TAREFAS A RESOLVER:
[A] As afirmações seguintes concordam com o texto sobre o governo Lula e os povos indígenas? Responda sim ou não a cada uma e cite literalmente as palavras do texto que decidem: (i) O golpe militar no Brasil ocorreu em 1964. (ii) O projeto neoliberal avançou durante os oito anos do governo de Fernando Henrique Cardoso. (iii) Os europeus desembarcaram no norte do país em busca de terras.
[B] Dê seguimento ao texto sobre o governo Lula e os povos indígenas, a partir da última frase apresentada.

TEXTO DO DOCUMENTO:
★ ★ ★ ★
16/08/2007

O Brasil que sonhamos e o que vivemos: o governo Lula e os povos indígenas


A política desenvolvimentista do presidente Luiz Inácio Lula da Silva faz-nos recordar a repetição dos acontecimentos históricos do processo de colonização e de propaganda ideológica dos períodos ditatoriais. Em nome do desenvolvimento e de interesses externos, a população brasileira e seu território são dilapidados e espoliados. Durante campanhas de suas repetidas candidaturas à presidência da República, o atual mandatário do país afirmava que a as elites brasileiras governavam de costas para a população: os pés no Brasil e cabeça nos países do denominado primeiro mundo. No poder, esqueceu o pregou e implantou o que a receita neoliberal orientou.


 


Na polêmica com seus adversários, desde o final da década de 1980, Lula apresentou-se como o representante de milhões de miseráveis e dos sonhos de milhares de lutares e lutadoras por um país independente frente aos interesses da classe burguesa e do capital internacional. Já no rápido e avassalador governo do ex-presidente Fernando Collor de Mello, identificava-se o desmonte do Estado e o aprofundamento do sucateamento das políticas sociais, além das privatizações de empresas estatais e dos serviços. O projeto neoliberal avançou com os oito anos do governo do Fernando Henrique Cardoso, que, ao ser questionado sobre sua trajetória acadêmica e política recente, pediu para esquecer o que tinha escrito e dito.


 


O fato é que, o povo brasileiro, quando elegeu o Lula presidente, o fez apostando em sua política da defesa da autonomia quanto aos interesses da maioria da população e enfrentamento da concentração de renda do capital financeiro nacional e internacional. Entretanto, a sua política demonstra o contrário: a concentração de aumentou nas mãos do grande capital, a classe média foi empobrecida e são agraciados com as migalhas que caem da mesa farta do capital financeiro.


 


Frente a isso, pode-se refletir que a história de luta da população brasileira é construída de momentos de enfrentamento, de resistência e de refluxo frente aos interesses da colonização de ontem e do imperialismo contemporâneo. No início os povos indígenas se rebelaram, buscando refúgio nas matas e florestas; com a entrada e alargamento das fronteiras agrícolas, foram levados á negociarem acordos políticos, assegurando suas práticas religiosas e econômicas. Depois chegaram os negros, arrancados de suas terras, foram colocados no trabalho como mão-de-obra escrava. Quando não interessava mais ao mercado, foram todos jogados ao relento e à própria sorte. Levadas de europeus desembarcaram no sul do país em busca de terras para trabalhar, expulsando indígenas dos seus territórios e negros perambulando em mocambos e favelas.


 


Nas últimas décadas a história tem se repetido. A partir de 1950, com o avanço e organização dos movimentos sociais, as lutas operária e camponesa aumentaram. Novamente, monitorado pelos interesses americanos, a elite governante brasileira se submeteu colocando-se como subserviente à intervenção na América Latina, ocorrendo no Brasil o golpe militar de 1964. Os movimentos sociais desmontados e suas lideranças humilhadas, assassinadas e exiladas.
★ ★ ★ ★
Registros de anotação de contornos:
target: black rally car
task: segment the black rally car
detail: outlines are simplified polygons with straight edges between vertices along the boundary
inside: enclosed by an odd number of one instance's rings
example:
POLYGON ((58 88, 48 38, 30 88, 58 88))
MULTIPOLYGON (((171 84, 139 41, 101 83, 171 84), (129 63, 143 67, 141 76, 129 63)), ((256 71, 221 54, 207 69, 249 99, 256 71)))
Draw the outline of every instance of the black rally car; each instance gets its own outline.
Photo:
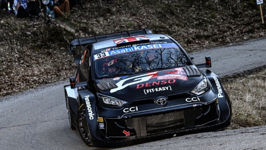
★ ★ ★ ★
RESPOSTAS POR TAREFA:
[A]
(i) Sim: "ocorrendo no Brasil o golpe militar de 1964".
(ii) Sim: "O projeto neoliberal avançou com os oito anos do governo do Fernando Henrique Cardoso".
(iii) Não: "Levadas de europeus desembarcaram no sul do país em busca de terras para trabalhar".

[B]
Dezenove anos de ditadura militar. A sociedade foi calada e submetida aos grandes interesses de multinacionais capitaneadas pelo governo brasileiro. Grandes projetos foram implantados no Brasil em nome do desenvolvimento econômico, a exemplo das hidrelétricas, rodovias, ferrovias, mineração e madeireiras. Povos indígenas foram dizimados, outros desestruturados; territórios invadidos e degradados. Depois de quase duas décadas, pode-se identificar como conseqüências uma país dividido economicamente, com a renda concentrada nas mãos de uma classe social de um lado e, do outro, milhões brasileiros vivendo na miséria, submetidos à fome, ao analfabetismo, ao desemprego, à falta de terra e de moradia, assistência à saúde e à educação.


 


A retomada da construção da cidadania, com a reorganização dos movimentos sociais, igrejas e segmentos oprimidos da sociedade, tem ocorrido à custa de mobilizações e de ações organizadas na conquista e defesa dos direitos da maioria da população. Dentre esses momentos históricos, destaca-se o processo de luta pela redemocratização política, elaboração e promulgação da nova Constituição Federal, em 1988.


 


A eleição de governantes e parlamentares originários das lutas populares, do nível municipal à esfera federal, a conquista dos direitos constitucionais e o avanço da lutas populares não significaram ainda a paralisação das forças conservadoras e do poder econômico, particularmente no que se refere à demarcação das terras indígenas e à Reforma Agrária. Nesse contexto, pode-se destacar o modelo de desenvolvimento econômico, identificado na peça publicitária de Programa de Aceleração de Crescimento – PAC, a reforma trabalhista e da previdência postas no Congresso Nacional, revisão dos direitos indígenas e sociais da classe trabalhadora.


 


No cenário de revisão ideológica, ou, na melhor das hipóteses, da despressurização da memória dos atuais condutores da política brasileira, os responsáveis historicamente pelo massacre de populações indígenas e escravização do negro e do camponês viraram abruptamente heróis nacionais.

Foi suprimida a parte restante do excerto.